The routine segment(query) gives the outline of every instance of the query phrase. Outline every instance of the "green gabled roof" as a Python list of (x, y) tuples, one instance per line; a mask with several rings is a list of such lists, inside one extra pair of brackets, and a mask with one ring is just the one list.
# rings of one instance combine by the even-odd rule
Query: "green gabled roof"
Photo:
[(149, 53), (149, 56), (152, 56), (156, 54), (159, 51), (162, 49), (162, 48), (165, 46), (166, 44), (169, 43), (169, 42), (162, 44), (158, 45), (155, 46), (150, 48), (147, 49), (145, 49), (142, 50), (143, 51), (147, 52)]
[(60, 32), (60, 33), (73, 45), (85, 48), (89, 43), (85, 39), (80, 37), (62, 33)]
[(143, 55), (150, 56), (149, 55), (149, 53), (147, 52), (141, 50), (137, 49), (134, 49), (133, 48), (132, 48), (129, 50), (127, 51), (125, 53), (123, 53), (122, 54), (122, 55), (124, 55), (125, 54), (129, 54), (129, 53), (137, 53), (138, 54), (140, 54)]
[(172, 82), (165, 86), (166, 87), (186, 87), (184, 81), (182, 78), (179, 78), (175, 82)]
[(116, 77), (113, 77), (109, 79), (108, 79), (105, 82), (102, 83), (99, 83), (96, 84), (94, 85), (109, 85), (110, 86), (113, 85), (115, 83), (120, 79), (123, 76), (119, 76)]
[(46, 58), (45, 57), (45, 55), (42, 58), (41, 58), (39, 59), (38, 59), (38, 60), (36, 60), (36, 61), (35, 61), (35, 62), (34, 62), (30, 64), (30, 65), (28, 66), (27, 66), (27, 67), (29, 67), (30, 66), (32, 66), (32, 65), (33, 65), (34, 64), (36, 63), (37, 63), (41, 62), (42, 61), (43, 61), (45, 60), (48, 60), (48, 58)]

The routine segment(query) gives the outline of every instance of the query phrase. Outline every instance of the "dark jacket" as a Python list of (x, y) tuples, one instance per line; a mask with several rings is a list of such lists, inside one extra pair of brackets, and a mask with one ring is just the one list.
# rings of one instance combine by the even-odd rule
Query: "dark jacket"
####
▶ [THE TASK] Copy out every row above line for line, changing nothing in any of them.

▶ [FULL OUTPUT]
The routine segment(query) gives the outline of every instance of the query phrase. Outline every instance of the "green gabled roof" as a Python list of (x, y) tuples, one instance per line; a mask with several rings is a list of such lists, inside one extra pair of brackets, and a mask with one ring is just the one list.
# rings of one instance combine by the even-odd rule
Query: "green gabled roof"
Photo:
[(149, 53), (149, 56), (152, 56), (156, 54), (159, 51), (162, 49), (162, 48), (165, 46), (166, 44), (169, 43), (169, 42), (162, 44), (158, 45), (155, 46), (150, 48), (147, 49), (145, 49), (142, 50), (143, 51), (147, 52)]
[(60, 32), (60, 33), (73, 45), (85, 48), (89, 43), (85, 39), (80, 37), (62, 33)]
[(143, 55), (150, 56), (149, 55), (149, 53), (147, 52), (141, 50), (137, 49), (134, 49), (133, 48), (132, 48), (129, 50), (127, 51), (125, 53), (123, 53), (122, 54), (122, 55), (124, 55), (125, 54), (129, 54), (129, 53), (137, 53), (138, 54), (140, 54)]
[(172, 82), (165, 86), (166, 87), (186, 87), (184, 81), (182, 78), (179, 78), (175, 82)]
[(116, 77), (113, 77), (109, 79), (108, 79), (105, 82), (102, 83), (99, 83), (96, 84), (94, 85), (109, 85), (110, 86), (113, 85), (115, 83), (120, 79), (123, 76), (119, 76)]
[(46, 58), (45, 57), (45, 55), (42, 58), (41, 58), (39, 59), (38, 59), (38, 60), (36, 60), (36, 61), (35, 61), (35, 62), (34, 62), (30, 64), (30, 65), (28, 66), (27, 66), (27, 67), (29, 67), (30, 66), (32, 66), (32, 65), (33, 65), (34, 64), (36, 63), (37, 63), (41, 62), (42, 61), (43, 61), (45, 60), (48, 60), (48, 58)]

The routine segment(query) gives the outline of every instance of the query phrase. Outline every instance of the "dark jacket" as a Python list of (x, y) tuples, one instance per line; a mask with several rings is a list of such lists, inside one extra pair of brackets, and a mask with one ring is just the one list.
# rings of one instance combine by the even-odd rule
Query: "dark jacket"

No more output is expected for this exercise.